Beliefnet News

By David Briggs
c. 2008 Religion News Service

EUCLID, Ohio — Hundreds of worshippers pack every seat in the chapel of the National Shrine and Grotto of Our Lady of Lourdes.
As the rosary is recited, some kneel in front of a statue of Mary in a side alcove. Others stand in back, rosary beads clasped in their fingers, concentrating on the rhythm of the Hail Marys they recite in sets of 10.
Many have been here every night recently as part of a nine-day period of prayer and worship celebrating the 150th anniversary of the first apparition of the Virgin Mary to a young shepherdess in France. It is an event so significant that Pope Benedict XVI has issued a plenary indulgence — commonly understood as a way to reduce time in purgatory before a person enters heaven — for all who observe the anniversary.
What the packed chapel also marks is part of a larger comeback of personal devotions, an attachment to novenas, rosaries and apparitions, and other expressions of spirituality prevalent in the Catholic Church before the liturgical changes of the Second Vatican Council in the 1960s.
Daniel and Arlene Sevic of St. Leo Church in Cleveland were struck on their first visit to the shrine by its “understated” beauty and peaceful atmosphere.
“You bring to it what you have in your heart. It’s there to help you see something special,” Daniel Sevic said. His wife added that she thinks the church should encourage more devotions to Mary: “You need a little extra.”
The shrine, dedicated in 1926, is similar to the famous Lourdes Shrine in France where 14-year-old Bernadette Soubirous, later to become St. Bernadette, first saw an apparition of Mary on Feb. 11, 1858. The girl would see 17 more visions of Mary in the following weeks, including one unveiling a fountain that continues to attracts pilgrims from all over the world for what they believe is the healing power of the water of Lourdes.
At the Euclid shrine, a hillside statue of Bernadette looks up at a statue of Mary. Beneath Mary is a fountain where water in the warmer months pours over a stone hewn from a rock at the site where the apparitions took place. City water goes over the stone, but it is thought to have a mystical connection to Mary and her appearance at Lourdes.

* * * * * * * * *

BRIEF A: Decide whether each statement agrees with the article on the Euclid Lourdes shrine: (i) the Euclid shrine was dedicated in 1926; (ii) Bernadette Soubirous was 16 when she first saw Mary; (iii) the fountain at the Euclid shrine runs on water brought from Lourdes. For each, answer yes or no and quote the words of the article that decide it.
BRIEF B: Edit the article on the Euclid Lourdes shrine from the words "By David Briggs" through the words "sets of 10.", putting "sanctuary" wherever "chapel" stands.
BRIEF C: Proceed with the article on the Euclid Lourdes shrine from the point where it stops.

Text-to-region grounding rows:
* * * * * * * * *

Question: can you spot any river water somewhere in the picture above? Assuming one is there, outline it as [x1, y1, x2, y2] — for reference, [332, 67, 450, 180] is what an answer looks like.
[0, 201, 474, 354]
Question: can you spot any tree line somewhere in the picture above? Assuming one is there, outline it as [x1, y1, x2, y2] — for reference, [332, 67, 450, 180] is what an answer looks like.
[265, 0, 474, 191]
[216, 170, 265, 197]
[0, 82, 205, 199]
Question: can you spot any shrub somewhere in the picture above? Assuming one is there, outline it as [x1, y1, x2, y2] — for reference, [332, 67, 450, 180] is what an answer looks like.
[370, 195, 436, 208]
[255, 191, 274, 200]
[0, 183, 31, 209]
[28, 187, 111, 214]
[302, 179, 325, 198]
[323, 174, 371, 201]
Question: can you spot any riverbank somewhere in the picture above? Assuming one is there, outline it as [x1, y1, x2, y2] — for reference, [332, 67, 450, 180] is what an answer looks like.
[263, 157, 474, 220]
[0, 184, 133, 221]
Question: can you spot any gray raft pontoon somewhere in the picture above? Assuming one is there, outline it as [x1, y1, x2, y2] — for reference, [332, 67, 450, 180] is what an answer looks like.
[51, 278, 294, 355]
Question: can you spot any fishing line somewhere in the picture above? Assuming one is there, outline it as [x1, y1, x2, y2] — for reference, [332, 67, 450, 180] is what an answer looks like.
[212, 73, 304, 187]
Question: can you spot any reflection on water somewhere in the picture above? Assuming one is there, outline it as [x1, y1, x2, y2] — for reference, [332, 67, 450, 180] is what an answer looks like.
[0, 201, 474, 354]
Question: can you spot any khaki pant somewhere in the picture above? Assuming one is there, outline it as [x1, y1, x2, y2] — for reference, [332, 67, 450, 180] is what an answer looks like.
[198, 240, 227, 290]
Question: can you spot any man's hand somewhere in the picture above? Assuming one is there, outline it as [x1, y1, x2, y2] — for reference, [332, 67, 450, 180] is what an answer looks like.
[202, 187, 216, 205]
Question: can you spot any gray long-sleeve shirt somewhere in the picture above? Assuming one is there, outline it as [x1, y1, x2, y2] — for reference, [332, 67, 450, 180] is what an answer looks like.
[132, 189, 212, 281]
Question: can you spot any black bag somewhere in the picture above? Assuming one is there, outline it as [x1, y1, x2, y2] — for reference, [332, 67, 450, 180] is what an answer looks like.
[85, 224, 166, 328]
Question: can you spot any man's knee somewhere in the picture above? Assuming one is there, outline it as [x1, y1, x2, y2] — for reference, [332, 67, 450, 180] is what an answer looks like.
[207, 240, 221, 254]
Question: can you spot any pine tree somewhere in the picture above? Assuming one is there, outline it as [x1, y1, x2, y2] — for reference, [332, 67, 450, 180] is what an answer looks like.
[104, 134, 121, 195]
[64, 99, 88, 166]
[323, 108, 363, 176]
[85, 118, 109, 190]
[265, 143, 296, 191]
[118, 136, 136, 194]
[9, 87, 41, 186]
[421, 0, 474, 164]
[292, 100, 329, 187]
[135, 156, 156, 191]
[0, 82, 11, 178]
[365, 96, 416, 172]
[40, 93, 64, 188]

* * * * * * * * *

OUTPUT A:
(i) Yes: "The shrine, dedicated in 1926"
(ii) No: "14-year-old Bernadette Soubirous"
(iii) No: "City water goes over the stone"

OUTPUT B:
By David Briggs
c. 2008 Religion News Service

EUCLID, Ohio — Hundreds of worshippers pack every seat in the sanctuary of the National Shrine and Grotto of Our Lady of Lourdes.
As the rosary is recited, some kneel in front of a statue of Mary in a side alcove. Others stand in back, rosary beads clasped in their fingers, concentrating on the rhythm of the Hail Marys they recite in sets of 10.

OUTPUT C:
Unlike the Marian apparitions at Medjugorje in Bosnia-Herzegovina, another popular pilgrimage site for people seeking spiritual and physical healing, the apparitions at Lourdes have been approved by the church. Benedict granted a plenary indulgence to those who participate in the 150th anniversary celebration, which runs through July 16.
The opportunity “to get to heaven quicker,” as one recent pilgrim to the Euclid shrine put it, is a motivating factor for many of those observing the anniversary here.
In a culture searching for more personal experiences of religion, places like the shrine that encourage practices such as the lighting of candles, rosaries and private prayer are becoming more popular, observers say.
The Rev. Johann Roten, director of the International Marian Research Institute at the University of Dayton, said the return to more tactile, more individual expressions of faith is part of the “renewal and resurgence of the religious sentiment in general.”
Visitors to the Euclid shrine said it gives them a sense of peace.
Uda Varricchio of Wickliffe, Ohio, said she comes regularly to light candles and say prayers and to keep up her supply of water from the shrine. She even puts it in her own water at home.
“You feel the love. … You feel it in your heart and in your soul,” she said. “It’s a very warm feeling. It’s special.”
There also is a sense of hope — a desire to be healed from cancer, blindness or other infirmities. One section of the shrine showcases discarded crutches, braces and canes and testimonies from people who claim they were healed after praying at the shrine.
And part is a desire that if their illness is incurable, they will find the grace to accept their future.
“We’ve never proclaimed any miracles,” said Sister Rochelle Guertal, shrine administrator. “We’ve just said we’ve had graces.”
Some of the most “graced moments” she has observed occur when cancer patients at local hospitals visit the shrine after their diagnosis and find an inner peace.
“We’ve had a lot of what I call interior cures,” she said.
“Sometimes, that’s the biggest grace.”
Stu Foster was diagnosed with prostate cancer in 2001, and he still is in danger. What he has cast out after spending time with Mary at the shrine is fear, said Foster, of North Olmsted, Ohio.
“It’s a place where I can reflect and talk and express my feelings to her. And being a mother, I know she understands,” he said. “My faith has grown stronger. I’m not afraid of the disease anymore.”